WHAT IS ASKED: Copy the forum post below about removing rust from a jointer by electrolysis in full, without altering any wording.

SELECTED EXTRACT:

There was some interest in another thread on using electrolysis so I thought I'd post how/what I did on my PM jointer rather than hijacking that thread. I am certain you can Google this and find many variations to this process but this worked for me so I'm good with my method, but feel free to chime in and show how you've done this. 

A few years ago I picked up a PM 54A jointer found on CL. The jointer had been in a non-climate controlled storage building and subject to humidity so it had what I thought was surface rust. When I got it home I realized the rust was a little more than I had initially realized.

(Data items)

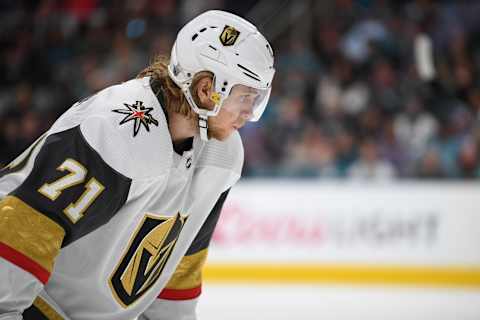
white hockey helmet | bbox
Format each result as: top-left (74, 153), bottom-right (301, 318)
top-left (168, 10), bottom-right (275, 140)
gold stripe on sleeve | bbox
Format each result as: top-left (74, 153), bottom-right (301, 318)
top-left (166, 249), bottom-right (208, 289)
top-left (0, 196), bottom-right (65, 272)
top-left (33, 297), bottom-right (65, 320)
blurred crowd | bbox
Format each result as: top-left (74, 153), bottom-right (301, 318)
top-left (0, 0), bottom-right (480, 180)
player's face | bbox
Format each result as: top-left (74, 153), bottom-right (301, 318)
top-left (208, 84), bottom-right (260, 141)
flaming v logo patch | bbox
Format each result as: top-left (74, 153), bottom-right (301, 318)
top-left (112, 101), bottom-right (158, 137)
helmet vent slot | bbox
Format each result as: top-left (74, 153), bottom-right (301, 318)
top-left (237, 64), bottom-right (260, 78)
top-left (243, 72), bottom-right (260, 81)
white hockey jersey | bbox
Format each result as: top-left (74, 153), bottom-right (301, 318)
top-left (0, 78), bottom-right (243, 320)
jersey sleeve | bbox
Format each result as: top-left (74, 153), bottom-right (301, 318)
top-left (139, 189), bottom-right (230, 320)
top-left (0, 126), bottom-right (131, 314)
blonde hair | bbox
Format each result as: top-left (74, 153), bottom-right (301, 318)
top-left (137, 55), bottom-right (213, 119)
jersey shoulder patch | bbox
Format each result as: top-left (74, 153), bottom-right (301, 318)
top-left (81, 79), bottom-right (173, 179)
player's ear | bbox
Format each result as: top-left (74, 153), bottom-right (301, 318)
top-left (196, 76), bottom-right (215, 110)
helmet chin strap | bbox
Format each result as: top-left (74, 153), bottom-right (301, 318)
top-left (182, 84), bottom-right (215, 141)
top-left (198, 114), bottom-right (208, 141)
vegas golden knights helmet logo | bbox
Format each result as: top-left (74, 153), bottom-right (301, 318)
top-left (220, 26), bottom-right (240, 46)
top-left (109, 214), bottom-right (186, 308)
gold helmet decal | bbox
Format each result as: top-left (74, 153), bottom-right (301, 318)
top-left (220, 26), bottom-right (240, 46)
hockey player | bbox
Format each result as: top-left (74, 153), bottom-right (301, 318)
top-left (0, 11), bottom-right (274, 320)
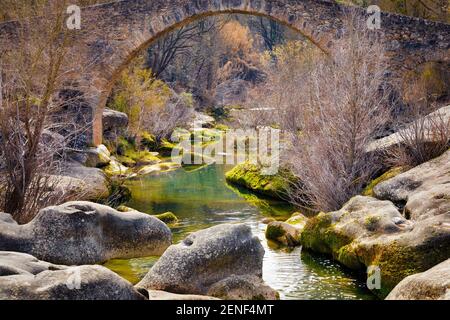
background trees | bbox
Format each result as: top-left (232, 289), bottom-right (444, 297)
top-left (0, 0), bottom-right (100, 223)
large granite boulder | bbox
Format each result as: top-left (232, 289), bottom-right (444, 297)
top-left (0, 251), bottom-right (145, 300)
top-left (137, 224), bottom-right (276, 299)
top-left (147, 289), bottom-right (220, 301)
top-left (0, 201), bottom-right (172, 265)
top-left (386, 259), bottom-right (450, 300)
top-left (366, 105), bottom-right (450, 153)
top-left (47, 161), bottom-right (110, 201)
top-left (301, 196), bottom-right (450, 297)
top-left (373, 150), bottom-right (450, 220)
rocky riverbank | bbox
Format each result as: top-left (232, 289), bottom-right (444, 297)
top-left (0, 202), bottom-right (278, 300)
top-left (266, 150), bottom-right (450, 299)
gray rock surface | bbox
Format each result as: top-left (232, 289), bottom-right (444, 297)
top-left (85, 144), bottom-right (111, 168)
top-left (0, 251), bottom-right (145, 300)
top-left (147, 290), bottom-right (220, 301)
top-left (301, 196), bottom-right (450, 297)
top-left (208, 275), bottom-right (280, 300)
top-left (0, 201), bottom-right (172, 265)
top-left (386, 259), bottom-right (450, 300)
top-left (47, 161), bottom-right (110, 201)
top-left (366, 105), bottom-right (450, 152)
top-left (0, 251), bottom-right (67, 277)
top-left (373, 150), bottom-right (450, 220)
top-left (137, 224), bottom-right (278, 298)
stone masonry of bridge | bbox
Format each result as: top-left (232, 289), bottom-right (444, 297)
top-left (0, 0), bottom-right (450, 144)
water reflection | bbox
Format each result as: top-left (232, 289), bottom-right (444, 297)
top-left (106, 165), bottom-right (374, 299)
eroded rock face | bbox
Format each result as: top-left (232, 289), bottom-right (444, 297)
top-left (301, 196), bottom-right (450, 297)
top-left (386, 259), bottom-right (450, 300)
top-left (366, 105), bottom-right (450, 153)
top-left (137, 224), bottom-right (275, 299)
top-left (208, 275), bottom-right (280, 300)
top-left (373, 150), bottom-right (450, 220)
top-left (0, 251), bottom-right (145, 300)
top-left (0, 201), bottom-right (172, 265)
top-left (85, 144), bottom-right (111, 168)
top-left (47, 161), bottom-right (110, 201)
top-left (147, 290), bottom-right (220, 301)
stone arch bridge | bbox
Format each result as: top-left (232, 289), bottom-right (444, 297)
top-left (0, 0), bottom-right (450, 144)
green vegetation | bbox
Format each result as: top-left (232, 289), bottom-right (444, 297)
top-left (225, 163), bottom-right (292, 199)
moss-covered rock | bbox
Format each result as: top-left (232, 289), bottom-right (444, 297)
top-left (137, 162), bottom-right (181, 175)
top-left (301, 196), bottom-right (450, 297)
top-left (103, 158), bottom-right (130, 177)
top-left (225, 163), bottom-right (289, 199)
top-left (155, 212), bottom-right (178, 224)
top-left (373, 149), bottom-right (450, 220)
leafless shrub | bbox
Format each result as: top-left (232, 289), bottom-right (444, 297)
top-left (0, 1), bottom-right (99, 223)
top-left (386, 104), bottom-right (450, 167)
top-left (278, 14), bottom-right (390, 211)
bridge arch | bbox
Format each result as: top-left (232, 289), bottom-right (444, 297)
top-left (0, 0), bottom-right (450, 145)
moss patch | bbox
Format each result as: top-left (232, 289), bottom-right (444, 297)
top-left (266, 224), bottom-right (286, 241)
top-left (225, 163), bottom-right (292, 199)
top-left (155, 212), bottom-right (178, 224)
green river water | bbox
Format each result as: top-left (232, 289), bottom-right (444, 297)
top-left (106, 165), bottom-right (375, 300)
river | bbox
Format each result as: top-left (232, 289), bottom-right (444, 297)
top-left (106, 165), bottom-right (375, 300)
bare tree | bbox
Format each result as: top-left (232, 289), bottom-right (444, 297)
top-left (0, 1), bottom-right (97, 223)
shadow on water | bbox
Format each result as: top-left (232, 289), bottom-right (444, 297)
top-left (106, 165), bottom-right (375, 299)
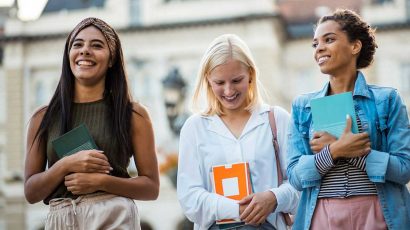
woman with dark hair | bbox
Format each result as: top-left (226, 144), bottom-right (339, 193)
top-left (287, 10), bottom-right (410, 230)
top-left (24, 18), bottom-right (159, 229)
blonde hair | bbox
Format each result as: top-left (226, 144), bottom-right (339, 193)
top-left (192, 34), bottom-right (262, 116)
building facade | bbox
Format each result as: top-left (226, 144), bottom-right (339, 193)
top-left (0, 0), bottom-right (410, 229)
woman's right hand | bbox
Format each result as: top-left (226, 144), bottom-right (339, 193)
top-left (329, 116), bottom-right (371, 160)
top-left (63, 149), bottom-right (112, 174)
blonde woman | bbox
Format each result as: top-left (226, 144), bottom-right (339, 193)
top-left (177, 34), bottom-right (299, 229)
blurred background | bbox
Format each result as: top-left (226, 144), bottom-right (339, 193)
top-left (0, 0), bottom-right (410, 230)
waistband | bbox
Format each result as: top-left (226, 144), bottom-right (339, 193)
top-left (49, 192), bottom-right (117, 214)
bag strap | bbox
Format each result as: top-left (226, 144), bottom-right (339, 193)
top-left (269, 107), bottom-right (283, 186)
top-left (268, 107), bottom-right (293, 226)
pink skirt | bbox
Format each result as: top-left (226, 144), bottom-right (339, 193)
top-left (310, 195), bottom-right (387, 230)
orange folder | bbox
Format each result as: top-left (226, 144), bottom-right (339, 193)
top-left (211, 162), bottom-right (252, 224)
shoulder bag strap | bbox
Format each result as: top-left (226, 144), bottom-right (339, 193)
top-left (268, 107), bottom-right (293, 226)
top-left (269, 107), bottom-right (283, 185)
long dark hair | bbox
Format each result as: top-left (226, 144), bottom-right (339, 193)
top-left (34, 18), bottom-right (133, 165)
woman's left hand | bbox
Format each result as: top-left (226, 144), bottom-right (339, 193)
top-left (64, 173), bottom-right (106, 195)
top-left (239, 191), bottom-right (277, 226)
top-left (309, 131), bottom-right (337, 153)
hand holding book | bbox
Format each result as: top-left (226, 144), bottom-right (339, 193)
top-left (329, 116), bottom-right (371, 160)
top-left (52, 124), bottom-right (112, 174)
top-left (239, 191), bottom-right (277, 226)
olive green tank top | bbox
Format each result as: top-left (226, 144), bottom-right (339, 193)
top-left (44, 99), bottom-right (130, 204)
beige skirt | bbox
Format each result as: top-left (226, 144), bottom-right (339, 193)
top-left (45, 193), bottom-right (141, 230)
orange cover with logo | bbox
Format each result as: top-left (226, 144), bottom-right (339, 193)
top-left (211, 162), bottom-right (252, 224)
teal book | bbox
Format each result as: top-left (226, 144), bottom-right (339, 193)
top-left (310, 92), bottom-right (358, 138)
top-left (51, 124), bottom-right (97, 159)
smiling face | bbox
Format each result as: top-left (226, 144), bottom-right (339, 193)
top-left (208, 60), bottom-right (250, 113)
top-left (69, 26), bottom-right (111, 85)
top-left (312, 20), bottom-right (361, 76)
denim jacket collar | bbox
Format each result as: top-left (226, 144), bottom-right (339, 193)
top-left (305, 71), bottom-right (370, 108)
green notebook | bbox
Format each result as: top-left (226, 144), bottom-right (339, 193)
top-left (51, 123), bottom-right (98, 159)
top-left (310, 92), bottom-right (358, 138)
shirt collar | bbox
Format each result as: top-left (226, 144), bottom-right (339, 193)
top-left (305, 71), bottom-right (370, 107)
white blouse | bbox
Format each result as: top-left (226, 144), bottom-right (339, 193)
top-left (177, 104), bottom-right (299, 229)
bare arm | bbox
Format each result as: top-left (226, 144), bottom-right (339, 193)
top-left (24, 109), bottom-right (110, 203)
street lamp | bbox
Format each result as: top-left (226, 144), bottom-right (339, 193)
top-left (162, 67), bottom-right (187, 136)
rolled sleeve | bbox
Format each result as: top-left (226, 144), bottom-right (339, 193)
top-left (270, 181), bottom-right (300, 214)
top-left (315, 145), bottom-right (335, 176)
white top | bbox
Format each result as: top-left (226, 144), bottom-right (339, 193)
top-left (177, 104), bottom-right (299, 229)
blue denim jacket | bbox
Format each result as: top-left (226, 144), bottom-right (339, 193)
top-left (287, 72), bottom-right (410, 230)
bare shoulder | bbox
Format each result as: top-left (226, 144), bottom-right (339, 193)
top-left (30, 105), bottom-right (48, 126)
top-left (132, 102), bottom-right (150, 120)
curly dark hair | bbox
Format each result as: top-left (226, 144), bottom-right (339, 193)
top-left (317, 9), bottom-right (377, 69)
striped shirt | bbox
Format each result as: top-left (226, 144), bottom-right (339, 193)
top-left (315, 116), bottom-right (377, 198)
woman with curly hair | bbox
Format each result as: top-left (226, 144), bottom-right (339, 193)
top-left (287, 9), bottom-right (410, 230)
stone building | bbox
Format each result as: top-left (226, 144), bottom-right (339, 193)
top-left (0, 0), bottom-right (410, 229)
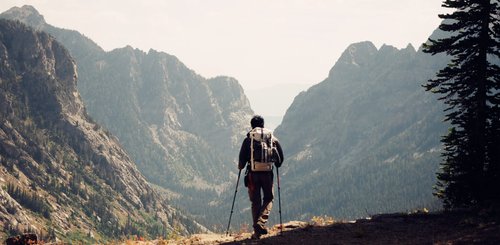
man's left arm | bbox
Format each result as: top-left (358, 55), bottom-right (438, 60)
top-left (274, 139), bottom-right (285, 168)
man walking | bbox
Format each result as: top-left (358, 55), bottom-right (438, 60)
top-left (238, 115), bottom-right (283, 238)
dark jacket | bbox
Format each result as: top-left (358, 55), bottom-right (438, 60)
top-left (238, 131), bottom-right (284, 169)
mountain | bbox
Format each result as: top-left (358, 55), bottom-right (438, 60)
top-left (0, 19), bottom-right (204, 242)
top-left (0, 6), bottom-right (253, 228)
top-left (275, 39), bottom-right (448, 220)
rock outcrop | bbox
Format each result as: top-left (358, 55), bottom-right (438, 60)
top-left (0, 19), bottom-right (202, 241)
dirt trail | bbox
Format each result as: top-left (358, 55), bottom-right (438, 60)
top-left (128, 212), bottom-right (500, 245)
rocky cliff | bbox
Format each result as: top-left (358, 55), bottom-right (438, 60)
top-left (0, 6), bottom-right (253, 228)
top-left (276, 39), bottom-right (447, 219)
top-left (0, 20), bottom-right (202, 242)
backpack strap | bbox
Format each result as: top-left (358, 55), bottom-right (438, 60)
top-left (250, 131), bottom-right (254, 166)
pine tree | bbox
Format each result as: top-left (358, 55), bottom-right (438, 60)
top-left (424, 0), bottom-right (500, 208)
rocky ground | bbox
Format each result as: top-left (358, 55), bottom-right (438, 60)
top-left (126, 211), bottom-right (500, 244)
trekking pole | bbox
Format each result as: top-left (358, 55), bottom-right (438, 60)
top-left (226, 169), bottom-right (241, 236)
top-left (276, 167), bottom-right (283, 235)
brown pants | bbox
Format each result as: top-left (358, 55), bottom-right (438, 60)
top-left (248, 171), bottom-right (274, 229)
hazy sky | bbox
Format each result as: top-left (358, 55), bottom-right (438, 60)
top-left (0, 0), bottom-right (443, 90)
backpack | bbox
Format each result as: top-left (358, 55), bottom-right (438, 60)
top-left (249, 127), bottom-right (276, 172)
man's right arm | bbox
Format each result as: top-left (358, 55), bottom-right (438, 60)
top-left (238, 138), bottom-right (250, 169)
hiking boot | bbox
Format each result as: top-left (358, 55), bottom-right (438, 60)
top-left (253, 225), bottom-right (268, 235)
top-left (251, 232), bottom-right (262, 239)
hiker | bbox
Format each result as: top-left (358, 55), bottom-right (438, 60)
top-left (238, 115), bottom-right (283, 238)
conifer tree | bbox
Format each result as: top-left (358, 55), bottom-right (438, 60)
top-left (424, 0), bottom-right (500, 208)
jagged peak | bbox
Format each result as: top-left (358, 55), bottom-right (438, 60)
top-left (0, 5), bottom-right (47, 29)
top-left (329, 41), bottom-right (377, 77)
top-left (338, 41), bottom-right (377, 65)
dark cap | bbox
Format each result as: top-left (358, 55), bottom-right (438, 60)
top-left (250, 115), bottom-right (264, 128)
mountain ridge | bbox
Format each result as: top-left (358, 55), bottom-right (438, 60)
top-left (275, 41), bottom-right (447, 219)
top-left (0, 19), bottom-right (206, 242)
top-left (0, 6), bottom-right (253, 229)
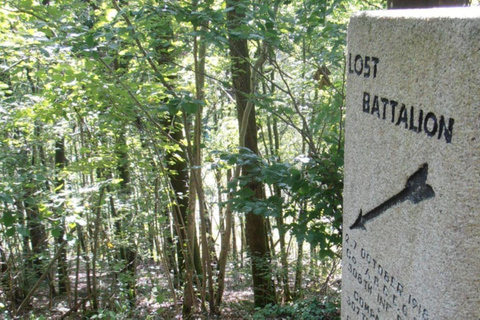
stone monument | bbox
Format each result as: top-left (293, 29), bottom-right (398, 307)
top-left (342, 8), bottom-right (480, 320)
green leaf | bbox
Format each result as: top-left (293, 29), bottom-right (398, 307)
top-left (17, 225), bottom-right (30, 237)
top-left (2, 211), bottom-right (17, 227)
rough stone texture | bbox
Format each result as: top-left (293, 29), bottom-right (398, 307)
top-left (342, 8), bottom-right (480, 320)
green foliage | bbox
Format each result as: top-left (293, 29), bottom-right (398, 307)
top-left (221, 144), bottom-right (343, 257)
top-left (253, 298), bottom-right (340, 320)
top-left (0, 0), bottom-right (384, 319)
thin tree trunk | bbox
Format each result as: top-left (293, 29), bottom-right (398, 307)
top-left (55, 137), bottom-right (71, 300)
top-left (227, 0), bottom-right (276, 307)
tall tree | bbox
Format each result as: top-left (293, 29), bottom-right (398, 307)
top-left (227, 0), bottom-right (276, 307)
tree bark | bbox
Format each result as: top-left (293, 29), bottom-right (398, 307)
top-left (227, 0), bottom-right (276, 307)
top-left (387, 0), bottom-right (470, 9)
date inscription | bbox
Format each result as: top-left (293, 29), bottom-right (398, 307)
top-left (343, 233), bottom-right (431, 320)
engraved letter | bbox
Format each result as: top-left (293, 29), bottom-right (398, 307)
top-left (363, 92), bottom-right (370, 113)
top-left (372, 96), bottom-right (380, 118)
top-left (395, 104), bottom-right (408, 129)
top-left (390, 100), bottom-right (398, 123)
top-left (438, 115), bottom-right (455, 143)
top-left (354, 54), bottom-right (363, 76)
top-left (423, 112), bottom-right (438, 137)
top-left (363, 56), bottom-right (370, 78)
top-left (372, 57), bottom-right (379, 78)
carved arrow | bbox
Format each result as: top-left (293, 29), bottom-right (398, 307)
top-left (350, 163), bottom-right (435, 230)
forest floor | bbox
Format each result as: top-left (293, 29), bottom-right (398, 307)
top-left (0, 265), bottom-right (339, 320)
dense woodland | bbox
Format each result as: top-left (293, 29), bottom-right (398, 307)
top-left (0, 0), bottom-right (386, 319)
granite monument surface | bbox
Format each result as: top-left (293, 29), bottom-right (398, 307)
top-left (342, 8), bottom-right (480, 320)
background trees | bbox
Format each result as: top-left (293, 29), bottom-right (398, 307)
top-left (0, 0), bottom-right (380, 318)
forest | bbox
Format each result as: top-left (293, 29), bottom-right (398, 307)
top-left (0, 0), bottom-right (386, 319)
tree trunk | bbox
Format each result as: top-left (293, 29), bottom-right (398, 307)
top-left (55, 137), bottom-right (70, 296)
top-left (387, 0), bottom-right (470, 9)
top-left (227, 0), bottom-right (275, 307)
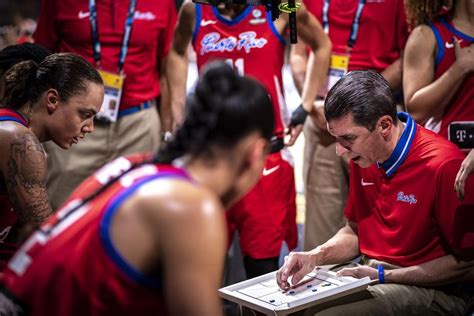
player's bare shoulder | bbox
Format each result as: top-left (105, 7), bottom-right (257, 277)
top-left (132, 178), bottom-right (224, 226)
top-left (0, 121), bottom-right (45, 173)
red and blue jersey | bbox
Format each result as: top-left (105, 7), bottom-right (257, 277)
top-left (304, 0), bottom-right (408, 72)
top-left (0, 108), bottom-right (28, 271)
top-left (345, 113), bottom-right (474, 266)
top-left (1, 158), bottom-right (189, 315)
top-left (192, 4), bottom-right (289, 137)
top-left (430, 19), bottom-right (474, 149)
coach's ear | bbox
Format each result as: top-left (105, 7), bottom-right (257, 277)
top-left (376, 115), bottom-right (393, 138)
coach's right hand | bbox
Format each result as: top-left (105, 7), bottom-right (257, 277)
top-left (276, 251), bottom-right (316, 290)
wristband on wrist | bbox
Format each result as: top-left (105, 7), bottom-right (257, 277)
top-left (377, 264), bottom-right (385, 284)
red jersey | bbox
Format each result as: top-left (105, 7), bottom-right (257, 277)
top-left (192, 4), bottom-right (289, 137)
top-left (304, 0), bottom-right (408, 72)
top-left (430, 19), bottom-right (474, 149)
top-left (0, 108), bottom-right (28, 271)
top-left (34, 0), bottom-right (176, 110)
top-left (1, 158), bottom-right (189, 316)
top-left (345, 113), bottom-right (474, 267)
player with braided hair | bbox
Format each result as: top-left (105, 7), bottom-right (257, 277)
top-left (0, 50), bottom-right (104, 270)
top-left (0, 63), bottom-right (274, 315)
top-left (403, 0), bottom-right (474, 154)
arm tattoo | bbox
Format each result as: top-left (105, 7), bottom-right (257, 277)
top-left (5, 133), bottom-right (52, 227)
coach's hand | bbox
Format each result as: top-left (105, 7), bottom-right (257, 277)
top-left (276, 252), bottom-right (316, 290)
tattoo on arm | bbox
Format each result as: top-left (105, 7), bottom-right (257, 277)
top-left (5, 134), bottom-right (52, 227)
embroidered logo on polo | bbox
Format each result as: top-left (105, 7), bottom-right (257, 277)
top-left (397, 191), bottom-right (418, 205)
top-left (200, 31), bottom-right (268, 55)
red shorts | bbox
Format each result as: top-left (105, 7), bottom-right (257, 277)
top-left (227, 149), bottom-right (298, 259)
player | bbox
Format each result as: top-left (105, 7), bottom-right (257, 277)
top-left (0, 48), bottom-right (104, 270)
top-left (0, 63), bottom-right (274, 316)
top-left (403, 0), bottom-right (474, 150)
top-left (168, 2), bottom-right (331, 277)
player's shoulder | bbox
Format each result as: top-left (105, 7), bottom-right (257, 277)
top-left (0, 121), bottom-right (43, 163)
top-left (135, 177), bottom-right (223, 220)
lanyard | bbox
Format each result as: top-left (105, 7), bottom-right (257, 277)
top-left (323, 0), bottom-right (366, 50)
top-left (89, 0), bottom-right (137, 73)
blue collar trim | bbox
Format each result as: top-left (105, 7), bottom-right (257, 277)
top-left (212, 5), bottom-right (253, 26)
top-left (377, 112), bottom-right (416, 177)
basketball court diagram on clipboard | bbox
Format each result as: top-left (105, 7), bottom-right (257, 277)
top-left (219, 267), bottom-right (376, 315)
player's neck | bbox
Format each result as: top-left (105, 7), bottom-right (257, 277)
top-left (184, 158), bottom-right (239, 197)
top-left (454, 0), bottom-right (474, 27)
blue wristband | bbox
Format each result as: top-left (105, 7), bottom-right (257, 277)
top-left (377, 264), bottom-right (385, 284)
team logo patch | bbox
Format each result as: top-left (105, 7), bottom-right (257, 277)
top-left (249, 9), bottom-right (267, 25)
top-left (397, 191), bottom-right (418, 205)
top-left (200, 32), bottom-right (268, 55)
top-left (133, 11), bottom-right (156, 21)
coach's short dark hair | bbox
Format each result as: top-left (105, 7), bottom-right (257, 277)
top-left (324, 70), bottom-right (397, 131)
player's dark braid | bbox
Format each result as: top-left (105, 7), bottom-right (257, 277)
top-left (404, 0), bottom-right (455, 27)
top-left (156, 63), bottom-right (240, 163)
top-left (0, 43), bottom-right (51, 72)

TASK OUTPUT:
There was some interest in another thread on using electrolysis so I thought I'd post how/what I did on my PM jointer rather than hijacking that thread. I am certain you can Google this and find many variations to this process but this worked for me so I'm good with my method, but feel free to chime in and show how you've done this. 

A few years ago I picked up a PM 54A jointer found on CL. The jointer had been in a non-climate controlled storage building and subject to humidity so it had what I thought was surface rust. When I got it home I realized the rust was a little more than I had initially realized.